*What is expected*
Rewrite the data from the line containing "Where can the concrete" down to the line containing "Target: concrete patio slab", replacing "concrete patio slab" with "brick garden path" and keeping everything else the same. Return only those lines.

*Records shown*
⟨

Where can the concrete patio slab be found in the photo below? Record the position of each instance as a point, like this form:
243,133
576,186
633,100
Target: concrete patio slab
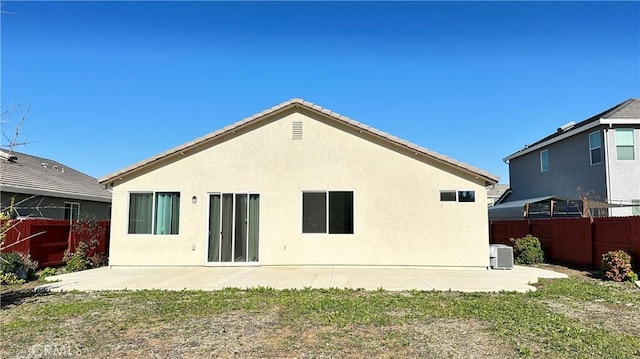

⟩
⟨

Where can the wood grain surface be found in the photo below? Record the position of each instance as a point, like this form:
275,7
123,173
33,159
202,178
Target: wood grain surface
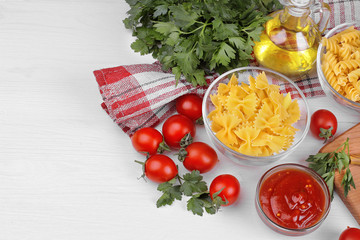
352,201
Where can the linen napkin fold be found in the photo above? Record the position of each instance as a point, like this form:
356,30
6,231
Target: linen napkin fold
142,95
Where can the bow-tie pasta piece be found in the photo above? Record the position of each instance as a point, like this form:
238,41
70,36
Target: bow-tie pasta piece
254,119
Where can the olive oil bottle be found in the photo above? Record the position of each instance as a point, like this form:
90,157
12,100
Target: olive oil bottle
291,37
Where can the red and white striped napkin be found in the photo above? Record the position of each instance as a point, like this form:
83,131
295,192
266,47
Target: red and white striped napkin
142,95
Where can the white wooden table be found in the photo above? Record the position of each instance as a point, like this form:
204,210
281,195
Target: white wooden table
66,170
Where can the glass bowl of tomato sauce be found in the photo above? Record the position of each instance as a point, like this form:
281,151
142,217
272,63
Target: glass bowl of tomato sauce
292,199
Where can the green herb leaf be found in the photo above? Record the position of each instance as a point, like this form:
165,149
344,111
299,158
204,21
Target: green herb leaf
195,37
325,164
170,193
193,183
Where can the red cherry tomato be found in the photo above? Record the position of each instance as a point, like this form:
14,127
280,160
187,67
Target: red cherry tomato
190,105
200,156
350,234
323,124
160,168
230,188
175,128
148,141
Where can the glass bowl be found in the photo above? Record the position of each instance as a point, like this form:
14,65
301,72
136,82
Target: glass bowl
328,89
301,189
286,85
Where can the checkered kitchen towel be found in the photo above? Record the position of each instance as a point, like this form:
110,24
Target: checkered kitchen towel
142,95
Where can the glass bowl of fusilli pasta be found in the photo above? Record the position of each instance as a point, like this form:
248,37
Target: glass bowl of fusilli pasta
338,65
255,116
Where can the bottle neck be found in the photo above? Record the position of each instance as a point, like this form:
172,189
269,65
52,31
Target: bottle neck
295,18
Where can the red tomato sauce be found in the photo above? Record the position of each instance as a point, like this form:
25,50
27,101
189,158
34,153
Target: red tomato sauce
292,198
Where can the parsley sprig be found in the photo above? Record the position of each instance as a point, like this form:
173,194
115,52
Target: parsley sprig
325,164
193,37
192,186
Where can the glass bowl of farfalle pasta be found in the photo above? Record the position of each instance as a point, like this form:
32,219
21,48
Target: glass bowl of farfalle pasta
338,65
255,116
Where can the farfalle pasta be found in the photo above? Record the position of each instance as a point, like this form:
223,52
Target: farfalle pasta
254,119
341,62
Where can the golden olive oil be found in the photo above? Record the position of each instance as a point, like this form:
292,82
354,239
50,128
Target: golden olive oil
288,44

⟩

*Task output*
Where can the brick garden path be found in the photo below? Record the position of each instance as a point, like this form:
243,133
576,186
633,100
Target: brick garden path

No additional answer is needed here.